[Exercise materials start]

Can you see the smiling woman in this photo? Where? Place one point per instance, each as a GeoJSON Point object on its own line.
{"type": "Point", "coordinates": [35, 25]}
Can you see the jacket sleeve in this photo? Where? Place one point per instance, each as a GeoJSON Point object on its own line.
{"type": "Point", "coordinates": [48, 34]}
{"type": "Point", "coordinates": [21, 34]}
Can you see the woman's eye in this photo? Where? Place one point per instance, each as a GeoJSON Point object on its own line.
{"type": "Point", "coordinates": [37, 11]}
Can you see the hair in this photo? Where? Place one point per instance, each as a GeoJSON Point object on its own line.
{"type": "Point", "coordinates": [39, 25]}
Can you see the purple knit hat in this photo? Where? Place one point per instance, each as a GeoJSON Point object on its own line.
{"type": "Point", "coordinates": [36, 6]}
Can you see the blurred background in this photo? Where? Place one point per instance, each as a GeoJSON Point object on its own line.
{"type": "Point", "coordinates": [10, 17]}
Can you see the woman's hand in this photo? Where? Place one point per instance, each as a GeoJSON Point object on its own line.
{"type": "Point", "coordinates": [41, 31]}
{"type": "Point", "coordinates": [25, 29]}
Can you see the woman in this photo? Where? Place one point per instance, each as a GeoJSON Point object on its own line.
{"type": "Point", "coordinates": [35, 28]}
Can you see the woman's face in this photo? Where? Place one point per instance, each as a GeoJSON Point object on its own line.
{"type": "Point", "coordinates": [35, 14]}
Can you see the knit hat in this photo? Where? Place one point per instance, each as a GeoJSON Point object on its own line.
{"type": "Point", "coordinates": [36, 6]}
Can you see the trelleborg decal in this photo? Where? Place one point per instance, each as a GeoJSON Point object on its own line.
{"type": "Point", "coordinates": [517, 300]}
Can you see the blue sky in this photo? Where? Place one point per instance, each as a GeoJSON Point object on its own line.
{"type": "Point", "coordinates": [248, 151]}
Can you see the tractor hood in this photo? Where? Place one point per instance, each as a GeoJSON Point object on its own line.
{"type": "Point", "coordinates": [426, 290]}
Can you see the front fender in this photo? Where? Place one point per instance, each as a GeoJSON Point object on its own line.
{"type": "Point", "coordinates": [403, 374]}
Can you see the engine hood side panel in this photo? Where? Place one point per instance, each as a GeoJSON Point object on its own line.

[Exercise materials end]

What is asked: Restate the whole listing exactly, leaving out nothing.

Result for this task:
Can you see the smiling woman in this photo? Where? Place one point per instance, each as a GeoJSON Point object on its own line.
{"type": "Point", "coordinates": [35, 25]}
Can you see the jacket sleeve in this photo? Where? Place one point per instance, each as a GeoJSON Point object on its own line.
{"type": "Point", "coordinates": [48, 34]}
{"type": "Point", "coordinates": [21, 34]}
Can you see the woman's eye in this photo? Where? Place one point per instance, each as a GeoJSON Point object on its own line.
{"type": "Point", "coordinates": [37, 11]}
Can you see the hair in this photo? Where? Place one point per instance, each as a GeoJSON Point object on its own line.
{"type": "Point", "coordinates": [39, 25]}
Can you see the purple knit hat in this photo? Where? Place one point per instance, each as a GeoJSON Point object on its own line.
{"type": "Point", "coordinates": [36, 6]}
Can you see the blurred background in this photo? Where? Place one point per instance, each as a GeoJSON Point object on its own line.
{"type": "Point", "coordinates": [10, 17]}
Can you see the woman's hand in this photo? Where? Place one point per instance, each as a GeoJSON Point object on its own line.
{"type": "Point", "coordinates": [41, 31]}
{"type": "Point", "coordinates": [25, 29]}
Can you see the woman in this photo? Where? Place one point per instance, each as a GeoJSON Point object on its own line.
{"type": "Point", "coordinates": [35, 28]}
Can you see the woman's face in this photo? Where? Place one point per instance, each as a GeoJSON Point object on its own line.
{"type": "Point", "coordinates": [35, 14]}
Can you see the knit hat in this photo? Where? Place one point per instance, each as a GeoJSON Point object on its own line.
{"type": "Point", "coordinates": [36, 6]}
Can you see the trelleborg decal in this photo? Where? Place one point per instance, each as a GeoJSON Point object on its own line.
{"type": "Point", "coordinates": [517, 300]}
Can you see the blue sky in this photo? Where? Place one point per instance, each as a GeoJSON Point object on its own line.
{"type": "Point", "coordinates": [248, 151]}
Can you see the tractor hood in this photo? Where? Place one point per instance, each as a GeoJSON Point object on its own line.
{"type": "Point", "coordinates": [426, 290]}
Can you see the front fender in this photo? Where? Place one point per instance, each as a GeoJSON Point object on its own line.
{"type": "Point", "coordinates": [403, 374]}
Can you see the engine hood side panel in this photo? Where? Place one point per instance, each as a GeoJSON Point object on its own line.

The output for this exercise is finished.